#### ENTRIES SUPPLIED

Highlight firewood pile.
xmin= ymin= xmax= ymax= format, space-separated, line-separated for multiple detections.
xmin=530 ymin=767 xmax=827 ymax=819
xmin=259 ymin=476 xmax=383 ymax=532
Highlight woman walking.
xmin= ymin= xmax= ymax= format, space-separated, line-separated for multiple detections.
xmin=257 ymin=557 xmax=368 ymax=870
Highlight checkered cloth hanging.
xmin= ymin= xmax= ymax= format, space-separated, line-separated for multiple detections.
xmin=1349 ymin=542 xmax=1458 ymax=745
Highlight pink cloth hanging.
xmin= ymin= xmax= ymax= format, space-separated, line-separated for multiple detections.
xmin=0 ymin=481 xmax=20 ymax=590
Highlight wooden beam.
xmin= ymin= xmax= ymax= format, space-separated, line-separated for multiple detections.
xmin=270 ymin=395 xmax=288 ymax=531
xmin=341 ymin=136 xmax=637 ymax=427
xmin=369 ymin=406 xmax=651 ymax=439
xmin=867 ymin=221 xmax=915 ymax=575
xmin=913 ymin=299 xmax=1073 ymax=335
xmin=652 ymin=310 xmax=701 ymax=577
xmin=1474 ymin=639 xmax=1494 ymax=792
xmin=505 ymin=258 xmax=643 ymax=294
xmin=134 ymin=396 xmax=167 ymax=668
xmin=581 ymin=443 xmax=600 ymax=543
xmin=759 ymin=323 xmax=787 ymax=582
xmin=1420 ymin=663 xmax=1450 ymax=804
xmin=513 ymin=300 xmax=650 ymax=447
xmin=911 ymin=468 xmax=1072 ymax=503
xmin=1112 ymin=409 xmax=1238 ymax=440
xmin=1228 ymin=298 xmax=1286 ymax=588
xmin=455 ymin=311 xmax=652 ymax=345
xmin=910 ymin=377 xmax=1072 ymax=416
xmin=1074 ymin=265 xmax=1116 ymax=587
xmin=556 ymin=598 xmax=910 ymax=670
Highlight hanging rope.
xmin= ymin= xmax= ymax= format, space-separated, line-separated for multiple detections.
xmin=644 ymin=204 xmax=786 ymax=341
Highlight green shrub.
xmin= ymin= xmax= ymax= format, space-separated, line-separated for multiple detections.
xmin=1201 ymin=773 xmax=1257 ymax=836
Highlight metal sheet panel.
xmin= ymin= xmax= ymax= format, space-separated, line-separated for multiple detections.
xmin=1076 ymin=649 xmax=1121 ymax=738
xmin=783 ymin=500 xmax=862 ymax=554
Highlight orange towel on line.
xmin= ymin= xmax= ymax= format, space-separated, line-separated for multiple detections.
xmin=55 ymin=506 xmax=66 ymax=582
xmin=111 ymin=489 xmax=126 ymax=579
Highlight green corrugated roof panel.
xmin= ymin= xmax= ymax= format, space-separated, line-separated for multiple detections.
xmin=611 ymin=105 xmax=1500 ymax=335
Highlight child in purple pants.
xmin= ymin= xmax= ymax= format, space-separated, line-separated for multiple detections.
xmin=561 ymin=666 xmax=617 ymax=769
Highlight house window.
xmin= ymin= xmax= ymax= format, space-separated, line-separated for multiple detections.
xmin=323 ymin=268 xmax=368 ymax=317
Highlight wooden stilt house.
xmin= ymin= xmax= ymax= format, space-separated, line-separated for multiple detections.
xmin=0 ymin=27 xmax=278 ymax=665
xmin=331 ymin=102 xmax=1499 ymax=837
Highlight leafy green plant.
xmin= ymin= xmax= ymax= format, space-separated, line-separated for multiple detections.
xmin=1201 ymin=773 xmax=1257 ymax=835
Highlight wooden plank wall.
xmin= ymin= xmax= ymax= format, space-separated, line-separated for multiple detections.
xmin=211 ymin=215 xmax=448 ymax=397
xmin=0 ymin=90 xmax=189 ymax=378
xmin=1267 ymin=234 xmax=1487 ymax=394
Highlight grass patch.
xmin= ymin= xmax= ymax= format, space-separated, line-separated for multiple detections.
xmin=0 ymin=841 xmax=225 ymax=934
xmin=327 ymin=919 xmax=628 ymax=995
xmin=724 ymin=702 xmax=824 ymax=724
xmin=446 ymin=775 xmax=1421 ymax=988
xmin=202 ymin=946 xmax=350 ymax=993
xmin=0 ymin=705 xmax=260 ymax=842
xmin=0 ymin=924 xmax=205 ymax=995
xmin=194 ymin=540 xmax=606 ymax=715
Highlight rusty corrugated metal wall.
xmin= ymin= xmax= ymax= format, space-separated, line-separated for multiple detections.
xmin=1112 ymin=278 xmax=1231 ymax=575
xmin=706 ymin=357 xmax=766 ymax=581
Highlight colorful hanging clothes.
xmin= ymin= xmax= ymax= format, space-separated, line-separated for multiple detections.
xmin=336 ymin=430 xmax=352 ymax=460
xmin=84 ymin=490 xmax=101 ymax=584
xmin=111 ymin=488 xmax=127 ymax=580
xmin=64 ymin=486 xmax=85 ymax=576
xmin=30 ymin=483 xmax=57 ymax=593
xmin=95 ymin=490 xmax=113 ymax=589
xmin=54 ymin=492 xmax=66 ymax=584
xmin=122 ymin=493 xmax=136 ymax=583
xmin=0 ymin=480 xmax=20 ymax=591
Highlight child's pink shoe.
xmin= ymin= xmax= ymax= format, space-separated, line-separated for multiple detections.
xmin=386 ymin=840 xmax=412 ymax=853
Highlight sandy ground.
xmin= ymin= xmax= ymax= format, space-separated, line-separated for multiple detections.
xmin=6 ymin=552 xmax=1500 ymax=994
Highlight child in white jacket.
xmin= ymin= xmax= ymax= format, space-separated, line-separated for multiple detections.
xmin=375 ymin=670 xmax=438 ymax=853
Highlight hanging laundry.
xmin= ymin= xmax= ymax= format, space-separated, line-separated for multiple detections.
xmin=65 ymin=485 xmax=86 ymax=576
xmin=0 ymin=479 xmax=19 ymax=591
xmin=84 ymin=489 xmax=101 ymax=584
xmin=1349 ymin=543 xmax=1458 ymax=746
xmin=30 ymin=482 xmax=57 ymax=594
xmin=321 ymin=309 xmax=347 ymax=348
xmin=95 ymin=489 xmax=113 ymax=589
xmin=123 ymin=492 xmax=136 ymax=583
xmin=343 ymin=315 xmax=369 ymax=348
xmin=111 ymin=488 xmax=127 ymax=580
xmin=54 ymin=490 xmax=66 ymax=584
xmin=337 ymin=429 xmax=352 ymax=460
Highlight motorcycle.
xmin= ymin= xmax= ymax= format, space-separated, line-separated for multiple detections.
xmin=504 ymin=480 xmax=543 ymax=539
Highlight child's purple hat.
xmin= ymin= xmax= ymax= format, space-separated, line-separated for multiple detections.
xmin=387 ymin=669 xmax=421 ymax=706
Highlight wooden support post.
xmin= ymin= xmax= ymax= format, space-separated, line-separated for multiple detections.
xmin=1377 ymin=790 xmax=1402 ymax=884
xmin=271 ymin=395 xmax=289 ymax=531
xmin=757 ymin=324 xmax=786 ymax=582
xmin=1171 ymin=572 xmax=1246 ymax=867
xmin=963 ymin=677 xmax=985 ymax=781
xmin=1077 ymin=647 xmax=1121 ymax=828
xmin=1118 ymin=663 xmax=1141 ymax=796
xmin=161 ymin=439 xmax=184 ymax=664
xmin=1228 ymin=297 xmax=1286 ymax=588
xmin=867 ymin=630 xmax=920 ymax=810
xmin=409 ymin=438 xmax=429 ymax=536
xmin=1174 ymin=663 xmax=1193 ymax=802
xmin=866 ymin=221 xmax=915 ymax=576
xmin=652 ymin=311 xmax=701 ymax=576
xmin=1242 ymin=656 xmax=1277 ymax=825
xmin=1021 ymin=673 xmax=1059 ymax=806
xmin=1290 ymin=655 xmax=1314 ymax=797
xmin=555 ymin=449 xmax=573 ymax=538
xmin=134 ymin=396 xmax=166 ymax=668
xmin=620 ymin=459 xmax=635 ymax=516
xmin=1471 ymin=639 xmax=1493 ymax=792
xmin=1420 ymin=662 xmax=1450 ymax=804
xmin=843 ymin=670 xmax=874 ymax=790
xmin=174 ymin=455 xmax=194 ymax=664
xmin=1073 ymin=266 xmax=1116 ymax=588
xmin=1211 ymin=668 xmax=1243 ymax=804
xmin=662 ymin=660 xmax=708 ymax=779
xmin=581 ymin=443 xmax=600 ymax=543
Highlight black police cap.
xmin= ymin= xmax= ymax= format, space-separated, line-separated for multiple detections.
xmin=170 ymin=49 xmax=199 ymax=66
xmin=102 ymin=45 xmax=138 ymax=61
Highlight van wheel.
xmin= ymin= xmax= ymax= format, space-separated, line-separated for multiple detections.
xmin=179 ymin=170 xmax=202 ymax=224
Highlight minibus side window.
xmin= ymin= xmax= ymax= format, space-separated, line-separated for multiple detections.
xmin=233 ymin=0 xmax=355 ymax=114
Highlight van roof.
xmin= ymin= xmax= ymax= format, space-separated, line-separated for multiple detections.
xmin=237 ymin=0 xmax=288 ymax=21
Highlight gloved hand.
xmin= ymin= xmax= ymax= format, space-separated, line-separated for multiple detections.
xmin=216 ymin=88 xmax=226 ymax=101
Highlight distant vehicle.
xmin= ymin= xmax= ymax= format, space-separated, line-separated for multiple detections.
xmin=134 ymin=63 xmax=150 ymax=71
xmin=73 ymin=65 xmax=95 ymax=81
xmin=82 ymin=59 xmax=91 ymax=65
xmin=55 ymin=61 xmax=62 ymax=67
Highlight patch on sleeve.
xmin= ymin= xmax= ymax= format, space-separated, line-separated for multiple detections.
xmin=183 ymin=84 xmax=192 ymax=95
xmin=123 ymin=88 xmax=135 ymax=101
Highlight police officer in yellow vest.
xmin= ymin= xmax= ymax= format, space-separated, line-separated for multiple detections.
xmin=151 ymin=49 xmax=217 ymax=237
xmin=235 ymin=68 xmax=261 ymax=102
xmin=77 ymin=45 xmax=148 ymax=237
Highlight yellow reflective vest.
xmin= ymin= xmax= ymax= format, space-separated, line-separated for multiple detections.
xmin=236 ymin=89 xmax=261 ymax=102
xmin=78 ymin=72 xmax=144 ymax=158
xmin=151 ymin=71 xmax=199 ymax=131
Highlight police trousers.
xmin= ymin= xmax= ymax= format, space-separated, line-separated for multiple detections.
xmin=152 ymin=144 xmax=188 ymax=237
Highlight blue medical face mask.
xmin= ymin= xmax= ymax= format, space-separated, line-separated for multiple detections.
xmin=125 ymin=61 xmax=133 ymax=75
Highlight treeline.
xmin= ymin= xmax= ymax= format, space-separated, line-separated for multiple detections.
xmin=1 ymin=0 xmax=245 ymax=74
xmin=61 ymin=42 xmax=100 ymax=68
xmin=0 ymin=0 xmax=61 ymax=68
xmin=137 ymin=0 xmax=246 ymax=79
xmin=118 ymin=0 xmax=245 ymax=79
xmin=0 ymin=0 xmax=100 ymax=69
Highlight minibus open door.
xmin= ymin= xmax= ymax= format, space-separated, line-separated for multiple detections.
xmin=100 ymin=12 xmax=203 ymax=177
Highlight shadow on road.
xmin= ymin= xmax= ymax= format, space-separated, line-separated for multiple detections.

########

## REQUIRED ACTION
From the opening line of the data above, please print each line as written up to and including the line that contains "Highlight wooden beam.", and nothing more.

## REPLY
Highlight firewood pile.
xmin= ymin= xmax= ymax= format, space-separated, line-separated for multiple detections.
xmin=530 ymin=767 xmax=827 ymax=819
xmin=259 ymin=476 xmax=383 ymax=532
Highlight woman walking.
xmin= ymin= xmax= ymax= format, space-separated, line-separated for multiple detections.
xmin=257 ymin=557 xmax=368 ymax=870
Highlight checkered cloth hanging.
xmin= ymin= xmax= ymax= format, space-separated, line-separated for multiple detections.
xmin=1349 ymin=542 xmax=1458 ymax=745
Highlight pink cloth hanging.
xmin= ymin= xmax= ymax= format, space-separated, line-separated for multiple detections.
xmin=0 ymin=481 xmax=20 ymax=590
Highlight wooden beam.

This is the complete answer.